Start of Records supplied

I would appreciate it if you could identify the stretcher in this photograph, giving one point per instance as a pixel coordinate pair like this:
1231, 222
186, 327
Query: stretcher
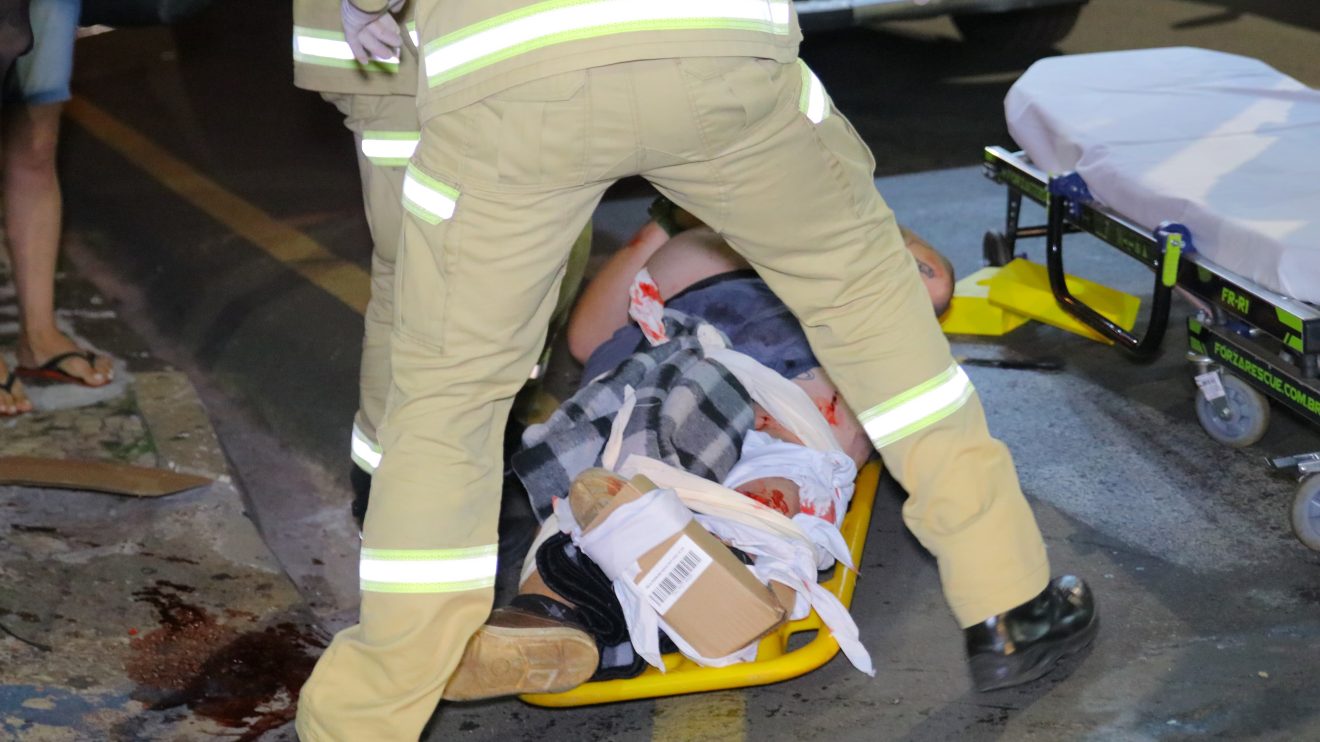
796, 648
1203, 167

End of Records supplied

• _Problem requirements_
Repeat every line of the records above without any change, omitting the pictures.

• _Correct result_
I would appreciate it if you could identify the stretcher in this photograph, giving one point per instance as a pixel coordinate pair like this:
1231, 222
186, 327
Query: stretcher
796, 648
1203, 167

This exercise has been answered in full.